Your job is to copy the data that follows exactly, every line included.

Content starts

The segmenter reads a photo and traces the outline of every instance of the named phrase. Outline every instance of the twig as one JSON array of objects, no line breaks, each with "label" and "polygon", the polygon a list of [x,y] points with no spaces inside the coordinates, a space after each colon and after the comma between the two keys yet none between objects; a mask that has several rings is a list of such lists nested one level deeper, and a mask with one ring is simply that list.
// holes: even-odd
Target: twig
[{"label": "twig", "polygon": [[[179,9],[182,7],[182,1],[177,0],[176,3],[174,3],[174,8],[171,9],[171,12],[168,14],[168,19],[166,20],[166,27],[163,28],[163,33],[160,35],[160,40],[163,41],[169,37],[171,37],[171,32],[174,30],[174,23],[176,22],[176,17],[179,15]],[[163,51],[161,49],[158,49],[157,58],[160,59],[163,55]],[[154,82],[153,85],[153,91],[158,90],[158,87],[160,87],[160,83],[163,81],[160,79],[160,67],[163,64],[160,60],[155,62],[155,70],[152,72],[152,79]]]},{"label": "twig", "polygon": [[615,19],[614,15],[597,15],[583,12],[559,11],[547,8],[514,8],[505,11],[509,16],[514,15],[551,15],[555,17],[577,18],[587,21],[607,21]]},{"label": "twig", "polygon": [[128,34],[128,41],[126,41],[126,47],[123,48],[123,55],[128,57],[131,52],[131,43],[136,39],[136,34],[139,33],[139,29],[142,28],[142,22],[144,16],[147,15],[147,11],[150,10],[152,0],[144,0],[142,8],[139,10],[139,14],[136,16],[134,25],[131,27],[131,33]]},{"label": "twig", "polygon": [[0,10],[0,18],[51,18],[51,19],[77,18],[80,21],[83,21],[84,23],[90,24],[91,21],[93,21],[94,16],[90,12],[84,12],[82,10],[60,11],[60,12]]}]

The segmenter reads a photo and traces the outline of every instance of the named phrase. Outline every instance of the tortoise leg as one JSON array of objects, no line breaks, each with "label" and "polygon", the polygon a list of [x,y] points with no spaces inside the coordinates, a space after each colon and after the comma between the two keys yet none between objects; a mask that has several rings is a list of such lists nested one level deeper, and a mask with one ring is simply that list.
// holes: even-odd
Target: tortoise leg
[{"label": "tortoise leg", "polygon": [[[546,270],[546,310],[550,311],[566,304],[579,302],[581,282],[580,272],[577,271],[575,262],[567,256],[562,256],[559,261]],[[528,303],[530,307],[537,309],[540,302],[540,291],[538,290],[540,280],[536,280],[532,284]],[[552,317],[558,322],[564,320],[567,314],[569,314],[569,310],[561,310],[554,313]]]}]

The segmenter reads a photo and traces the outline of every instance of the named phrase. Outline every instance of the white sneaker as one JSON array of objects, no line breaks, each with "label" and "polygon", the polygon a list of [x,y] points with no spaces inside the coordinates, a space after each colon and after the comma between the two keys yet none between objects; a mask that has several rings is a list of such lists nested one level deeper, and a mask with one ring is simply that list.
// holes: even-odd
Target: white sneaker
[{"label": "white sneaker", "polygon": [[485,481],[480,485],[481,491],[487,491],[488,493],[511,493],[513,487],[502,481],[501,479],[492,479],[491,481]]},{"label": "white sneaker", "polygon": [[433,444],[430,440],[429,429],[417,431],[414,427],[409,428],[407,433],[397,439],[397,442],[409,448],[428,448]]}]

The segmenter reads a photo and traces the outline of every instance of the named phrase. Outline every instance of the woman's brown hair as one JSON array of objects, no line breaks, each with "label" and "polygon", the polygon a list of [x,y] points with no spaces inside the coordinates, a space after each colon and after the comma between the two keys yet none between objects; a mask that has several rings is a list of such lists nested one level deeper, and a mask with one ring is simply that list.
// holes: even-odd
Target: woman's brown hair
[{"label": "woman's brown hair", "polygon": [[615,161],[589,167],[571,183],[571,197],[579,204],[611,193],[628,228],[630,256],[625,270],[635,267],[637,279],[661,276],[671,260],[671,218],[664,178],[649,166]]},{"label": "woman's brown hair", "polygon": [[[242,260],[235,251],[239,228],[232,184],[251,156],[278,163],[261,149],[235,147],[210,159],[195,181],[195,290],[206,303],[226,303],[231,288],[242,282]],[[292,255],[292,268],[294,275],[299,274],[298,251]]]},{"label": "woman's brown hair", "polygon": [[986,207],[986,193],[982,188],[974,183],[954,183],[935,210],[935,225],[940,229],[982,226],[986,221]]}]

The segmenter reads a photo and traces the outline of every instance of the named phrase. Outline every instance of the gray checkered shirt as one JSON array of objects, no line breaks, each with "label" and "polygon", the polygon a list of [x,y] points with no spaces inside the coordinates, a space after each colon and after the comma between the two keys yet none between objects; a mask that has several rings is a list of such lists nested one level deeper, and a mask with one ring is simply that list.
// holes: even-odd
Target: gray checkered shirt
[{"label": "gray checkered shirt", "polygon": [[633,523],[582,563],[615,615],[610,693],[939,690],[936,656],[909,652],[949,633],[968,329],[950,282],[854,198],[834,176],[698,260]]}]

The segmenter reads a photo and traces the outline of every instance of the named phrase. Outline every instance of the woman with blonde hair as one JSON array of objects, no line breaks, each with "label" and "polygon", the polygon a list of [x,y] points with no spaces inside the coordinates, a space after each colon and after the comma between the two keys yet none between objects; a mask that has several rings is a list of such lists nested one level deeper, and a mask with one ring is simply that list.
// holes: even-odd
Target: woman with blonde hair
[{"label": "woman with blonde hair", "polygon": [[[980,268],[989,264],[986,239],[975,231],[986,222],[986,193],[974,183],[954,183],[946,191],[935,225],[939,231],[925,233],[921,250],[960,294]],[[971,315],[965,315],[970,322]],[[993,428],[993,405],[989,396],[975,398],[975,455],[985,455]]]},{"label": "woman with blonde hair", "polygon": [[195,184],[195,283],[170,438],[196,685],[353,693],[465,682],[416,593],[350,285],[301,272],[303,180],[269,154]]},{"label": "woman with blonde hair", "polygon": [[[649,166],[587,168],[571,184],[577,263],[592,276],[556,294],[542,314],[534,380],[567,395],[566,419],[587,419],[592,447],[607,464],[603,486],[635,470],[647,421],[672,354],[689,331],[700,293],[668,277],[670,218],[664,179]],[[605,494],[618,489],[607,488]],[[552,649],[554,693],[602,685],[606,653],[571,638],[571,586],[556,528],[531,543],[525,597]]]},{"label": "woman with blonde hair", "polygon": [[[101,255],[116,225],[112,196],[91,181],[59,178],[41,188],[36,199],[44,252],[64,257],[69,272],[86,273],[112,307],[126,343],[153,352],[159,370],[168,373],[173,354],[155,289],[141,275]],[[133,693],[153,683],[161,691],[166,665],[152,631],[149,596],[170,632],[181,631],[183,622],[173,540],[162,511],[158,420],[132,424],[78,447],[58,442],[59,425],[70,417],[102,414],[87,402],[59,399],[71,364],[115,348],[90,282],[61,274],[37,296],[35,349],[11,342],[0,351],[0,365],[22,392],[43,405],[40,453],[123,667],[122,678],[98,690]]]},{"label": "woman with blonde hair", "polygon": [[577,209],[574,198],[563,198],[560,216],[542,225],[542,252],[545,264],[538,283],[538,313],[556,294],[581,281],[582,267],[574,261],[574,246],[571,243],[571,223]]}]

Content ends

> EXERCISE OUTPUT:
The segmenter reads a photo and traces the outline of every instance of the named phrase. Outline every instance of the twig as one JSON array of objects, no line breaks, each with "label" and "polygon", the polygon a list of [x,y] points with no spaces inside the coordinates, a space after each colon and after the comma between the two keys yet none between objects; a mask that has several rings is a list of such lists nested one level deeper, and a mask with one ring is simply that list.
// holes: even-odd
Target: twig
[{"label": "twig", "polygon": [[[179,9],[182,7],[182,1],[177,0],[176,3],[174,3],[174,8],[171,9],[171,12],[168,14],[168,19],[166,20],[166,27],[163,28],[163,33],[160,35],[160,40],[163,41],[169,37],[171,37],[171,32],[174,30],[174,23],[176,22],[176,17],[179,15]],[[163,51],[161,49],[158,49],[157,58],[160,59],[163,55]],[[154,82],[153,85],[153,91],[158,90],[158,87],[160,87],[160,83],[163,81],[160,79],[160,67],[163,64],[160,60],[155,62],[155,70],[152,72],[152,79]]]},{"label": "twig", "polygon": [[615,19],[614,15],[597,15],[583,12],[559,11],[547,8],[514,8],[505,11],[509,16],[514,15],[551,15],[555,17],[577,18],[587,21],[607,21]]},{"label": "twig", "polygon": [[128,34],[128,41],[126,41],[126,47],[123,48],[123,55],[128,57],[131,52],[131,43],[136,39],[136,34],[139,33],[139,29],[142,28],[142,22],[144,16],[147,15],[147,11],[150,10],[152,0],[144,0],[142,8],[139,10],[139,14],[136,16],[134,25],[131,27],[131,33]]},{"label": "twig", "polygon": [[0,10],[0,18],[51,18],[51,19],[77,18],[80,21],[83,21],[84,23],[90,24],[91,21],[93,21],[94,16],[90,12],[84,12],[82,10],[60,11],[60,12]]}]

The segmenter reads a photo and traces the outline of every instance of the named phrase. Outline every instance of the tortoise leg as one JSON array of objects, no line breaks, each with "label" and "polygon", the polygon a list of [x,y] points with no spaces inside the coordinates, a space after each colon and after the comma between the two keys yet none between objects; a mask that has several rings is a list of such lists nested one level deeper, and a mask with one ring is simply that list.
// holes: even-odd
Target: tortoise leg
[{"label": "tortoise leg", "polygon": [[[546,270],[546,310],[550,311],[566,304],[579,302],[581,282],[580,272],[577,271],[575,262],[567,256],[562,256],[559,261]],[[528,303],[530,307],[537,309],[540,302],[540,291],[538,290],[540,280],[536,280],[532,284]],[[552,317],[558,322],[564,320],[567,314],[569,314],[569,310],[561,310],[554,313]]]}]

The segmenter reads a photo and traces the outline of every instance of the named phrase. Outline every instance of the white sneaker as one JSON array of objects, no line breaks, each with "label" and "polygon", the polygon a list of [x,y] points with no spaces inside the coordinates, a space after each colon and after the comma between the two keys yet none between objects; a mask that has several rings is a list of such lists nested one level deeper, and a mask with one ring is simply that list.
// holes: even-odd
Target: white sneaker
[{"label": "white sneaker", "polygon": [[485,481],[480,485],[481,491],[487,491],[488,493],[511,493],[513,487],[502,481],[501,479],[492,479],[491,481]]},{"label": "white sneaker", "polygon": [[433,444],[430,440],[429,429],[417,431],[414,427],[409,428],[407,433],[397,439],[397,442],[409,448],[428,448]]}]

The segmenter reads a photo and traces the outline of every instance of the named phrase. Outline every instance of the woman's brown hair as one JSON array of objects, no line breaks, each with "label" and "polygon", the polygon a list of [x,y] points with no spaces inside the coordinates, a space after each colon and after the comma between the two keys yet none between objects; a mask that has several rings is a list of such lists nested one level deeper, and a mask with one ring is simply that list.
// holes: even-odd
Target: woman's brown hair
[{"label": "woman's brown hair", "polygon": [[615,161],[589,167],[571,183],[571,197],[579,204],[611,193],[628,228],[630,256],[625,270],[635,267],[637,279],[661,276],[671,260],[671,218],[664,178],[649,166]]},{"label": "woman's brown hair", "polygon": [[[242,260],[235,251],[239,228],[232,184],[251,156],[278,163],[261,149],[235,147],[210,159],[195,181],[195,290],[206,303],[226,303],[231,288],[242,282]],[[292,255],[292,268],[294,275],[299,274],[298,251]]]},{"label": "woman's brown hair", "polygon": [[986,207],[986,193],[982,188],[974,183],[954,183],[935,210],[935,225],[940,229],[982,226],[986,221]]}]

The segmenter reads a photo and traces the outline of every instance of the named phrase. Outline every instance of the gray checkered shirt as one JSON array of objects, no line breaks, each with "label" and "polygon", the polygon a list of [x,y] points with no spaces inside the coordinates, a space after each colon and after the comma between the two keys yet none between objects; a mask that has several rings is a list of such lists nested one level deeper, and a mask with one ring is simply that list.
// holes: even-odd
Target: gray checkered shirt
[{"label": "gray checkered shirt", "polygon": [[633,523],[582,563],[615,615],[610,693],[939,690],[936,656],[909,652],[949,633],[968,329],[950,282],[854,198],[834,176],[698,260]]}]

The segmenter reads a photo and traces the outline of every instance of the named phrase. Outline every instance of the woman with blonde hair as one JSON array of objects, no line breaks, each with "label" and "polygon", the polygon a list of [x,y] points with no spaces inside the coordinates, a space after each colon and after the comma between the two keys yet none between objects; a mask that has several rings is a list of such lists nested one level deeper, and a mask with one ring is simply that list.
// holes: even-odd
Target: woman with blonde hair
[{"label": "woman with blonde hair", "polygon": [[[980,268],[989,264],[986,239],[975,231],[986,222],[986,193],[974,183],[954,183],[946,191],[935,225],[939,231],[925,233],[921,250],[960,294]],[[971,315],[965,315],[970,322]],[[993,428],[993,405],[989,396],[975,398],[975,455],[985,455]]]},{"label": "woman with blonde hair", "polygon": [[195,184],[195,283],[170,438],[196,685],[353,693],[465,682],[416,593],[350,285],[301,272],[303,180],[269,154]]},{"label": "woman with blonde hair", "polygon": [[[649,166],[587,168],[571,184],[577,263],[592,276],[556,294],[542,314],[534,380],[567,395],[566,419],[587,419],[592,447],[607,464],[603,486],[635,470],[647,421],[672,354],[689,331],[700,293],[668,277],[670,218],[664,179]],[[605,494],[618,489],[607,488]],[[552,649],[554,693],[602,685],[606,653],[571,638],[571,586],[556,528],[531,543],[525,597]]]},{"label": "woman with blonde hair", "polygon": [[[101,255],[116,225],[112,196],[91,181],[59,178],[41,188],[36,199],[44,252],[64,257],[69,272],[86,273],[112,307],[126,343],[153,352],[159,370],[168,373],[173,354],[155,289],[141,275]],[[133,693],[153,683],[161,691],[166,665],[152,631],[149,596],[170,632],[181,631],[183,622],[173,540],[162,511],[158,420],[132,424],[78,447],[58,442],[59,425],[70,417],[102,414],[87,402],[59,399],[71,364],[115,348],[90,282],[61,274],[37,296],[35,349],[11,342],[0,351],[0,365],[22,392],[43,405],[40,453],[123,667],[122,678],[98,690]]]},{"label": "woman with blonde hair", "polygon": [[577,209],[574,198],[563,198],[560,216],[542,225],[542,252],[545,264],[538,283],[538,313],[556,294],[581,281],[582,267],[574,261],[574,246],[571,243],[571,223]]}]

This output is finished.